* [Consigne A]
D'après l'extrait sur la publicité des débats en détention provisoire, quelle loi a rendu publiques les audiences en la matière lorsque la personne est majeure ?
* [Consigne B]
Recopiez les lignes des enregistrements comprises entre celle qui contient « Expected: one point per instance of the beard, each » et la fin des enregistrements, bornes incluses, en remplaçant « the object » par « the item » sans rien modifier d'autre. Laissez les images de côté.

Méconnaissance de la publicité des débats en matière de détention provisoire: toujours une nullité virtuelle

Mots-clefs : Instruction, Détention provisoire, Publicité

L'inobservation du principe de publicité en matière de détention provisoire ne saurait donner ouverture à cassation que s'il en résulte une atteinte aux intérêts de la personne concernée.

« Toute personne a droit à ce que sa cause soit entendue […] publiquement » selon l’article 6 la Convention européenne des droits de l'homme. Si législateur français a depuis très longtemps affirmé son attachement à cette règle devant toutes les juridictions de jugement, le principe de la publicité de l'audience ne s'imposait pas avec la même force aux débats menés devant la chambre de l'instruction.

Le caractère public des audiences en matière de détention provisoire lorsque la personne est majeure (C. pr. pén., art. 199, al. 2) a finalement été institué par la loi du 5 mars 2007 sur l'équilibre de la procédure pénale (v. M. Nord-Wagner). Des exceptions à la publicité ont néanmoins été prévues. Ainsi, les débats en chambre du conseil pourront avoir lieu si l'enquête porte sur des faits visés à l'article 706-73 du Code de procédure pénale (criminalité organisée) ou si la publicité est de nature à entraver les investigations spécifiques nécessitées par l'instruction ou à porter atteinte à la présomption d'innocence ou à la sérénité des débats ou à nuire à la dignité de la personne ou aux intérêts d'un tiers.

Par un arrêt du 23 janvier 2013, la chambre criminelle maintient sa jurisprudence discutable (v. R. Finielz) en matière de sanction de l'inobservation de la publicité des débats menés devant la chambre de l'instruction, limitant à la phase de jugement l’application de l'article 592 du Code de procédure pénale, selon lequel toute décision qui, sous réserve des exceptions prévues par la loi, n'a pas été rendue ou dont les débats n'ont pas eu lieu en audience publique, doit être déclarée nulle.

Selon la Haute juridiction, l’inobservation de ce principe « ne saurait donner ouverture à cassation que s’il en résulte une atteinte aux intérêts de la partie concernée » (v. déjà Crim. 25 juillet 2007). Tel n’était pas le cas en l’espèce pour l’appelant d’une condamnation à dix ans de réclusion criminelle prononcée, pour viols, tentatives de viols et violation de domicile, par la cour d’assises du Bas-Rhin. Les débats sur sa demande de mise en liberté ont « eu lieu en présence de [son avocat], qui n’a soulevé aucun incident ».

Un second moyen de cassation relatif à la motivation du maintien en détention de l'intéressé dans l’attente de son procès devant une cour d'assises d'appel est également écarté par la chambre criminelle, les juges du fond ayant suffisamment détaillé les considérations de droit et de fait exigées par les articles 143-1 et suivants du Code de procédure pénale.

(Enregistrements extraits d'une collection)
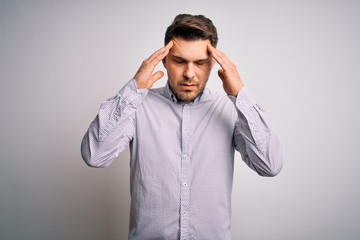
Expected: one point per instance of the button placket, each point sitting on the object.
(185, 172)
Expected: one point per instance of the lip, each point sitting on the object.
(188, 86)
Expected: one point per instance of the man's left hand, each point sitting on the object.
(228, 72)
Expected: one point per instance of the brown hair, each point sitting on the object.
(192, 27)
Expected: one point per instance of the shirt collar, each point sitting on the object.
(170, 94)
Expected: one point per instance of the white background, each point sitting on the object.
(60, 59)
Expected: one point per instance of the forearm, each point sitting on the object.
(113, 128)
(254, 138)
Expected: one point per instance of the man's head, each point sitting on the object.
(192, 27)
(189, 62)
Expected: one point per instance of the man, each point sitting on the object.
(182, 137)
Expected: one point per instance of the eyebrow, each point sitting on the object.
(198, 60)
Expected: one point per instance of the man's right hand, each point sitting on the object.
(145, 77)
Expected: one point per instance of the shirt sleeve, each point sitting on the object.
(254, 138)
(113, 127)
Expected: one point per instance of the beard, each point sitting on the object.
(187, 95)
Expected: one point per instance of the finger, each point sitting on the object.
(220, 57)
(156, 76)
(160, 54)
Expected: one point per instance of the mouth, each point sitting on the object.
(188, 85)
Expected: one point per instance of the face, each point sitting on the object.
(188, 66)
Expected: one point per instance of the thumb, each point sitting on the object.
(156, 76)
(221, 73)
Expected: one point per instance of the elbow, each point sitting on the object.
(89, 158)
(273, 169)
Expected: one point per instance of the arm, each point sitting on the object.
(253, 136)
(114, 126)
(254, 139)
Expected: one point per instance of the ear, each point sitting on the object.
(164, 62)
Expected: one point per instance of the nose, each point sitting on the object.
(189, 71)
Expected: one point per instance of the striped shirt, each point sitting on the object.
(182, 156)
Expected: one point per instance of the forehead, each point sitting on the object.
(190, 50)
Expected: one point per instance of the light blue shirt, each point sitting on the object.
(182, 157)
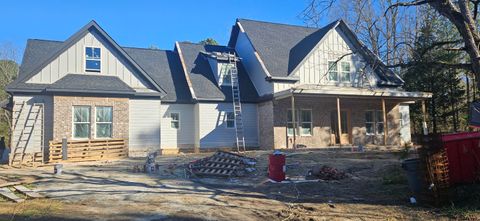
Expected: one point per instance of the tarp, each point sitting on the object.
(474, 114)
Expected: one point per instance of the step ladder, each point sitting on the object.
(237, 105)
(19, 146)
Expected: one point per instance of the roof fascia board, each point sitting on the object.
(316, 45)
(185, 71)
(262, 64)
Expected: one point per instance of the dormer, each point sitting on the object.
(221, 64)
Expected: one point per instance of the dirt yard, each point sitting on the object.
(374, 189)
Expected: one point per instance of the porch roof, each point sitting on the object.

* [Résultat final A]
La loi du 5 mars 2007 sur l'équilibre de la procédure pénale.

* [Résultat final B]
Expected: one point per instance of the beard, each point sitting on the item.
(187, 95)
Expected: one point per instance of the finger, each point sitting on the item.
(220, 57)
(156, 76)
(160, 54)
Expected: one point per instance of the mouth, each point sitting on the item.
(188, 85)
Expected: one point per instance of the face, each point sitting on the item.
(188, 66)
Expected: one point per instance of the thumb, each point sitting on the item.
(156, 76)
(221, 73)
Expected: one point per instance of the elbow, each point sitting on the item.
(89, 158)
(273, 169)
Expected: one point per instance of the arm, each point sitting on the item.
(253, 136)
(114, 126)
(254, 139)
Expected: one point per instance of the ear, each point sitting on the item.
(164, 62)
Expected: one point per instance of the nose, each point sitting on the item.
(189, 71)
Expected: one point per instance of the striped shirt, each point sitting on the item.
(182, 156)
Expected: one point per instance of the forehead, each point sitting on the item.
(190, 50)
Expected: one point per instance of the light blue shirt, each point sitting on the item.
(182, 157)
Expected: one point per instance of the tarp, each point sitting on the item.
(474, 114)
Expected: one point per instance of the step ladder, each point sitting on the item.
(237, 105)
(19, 146)
Expected: one point per instance of the roof fascia board, each point sitting on the item.
(316, 45)
(185, 71)
(262, 64)
Expected: one point per instance of the dormer, each point sitting on the item.
(221, 64)
Expected: one point per instance of the dirt yard, each point sitting on the item.
(374, 189)
Expected: one point per instance of the porch roof, each point sitting on the item.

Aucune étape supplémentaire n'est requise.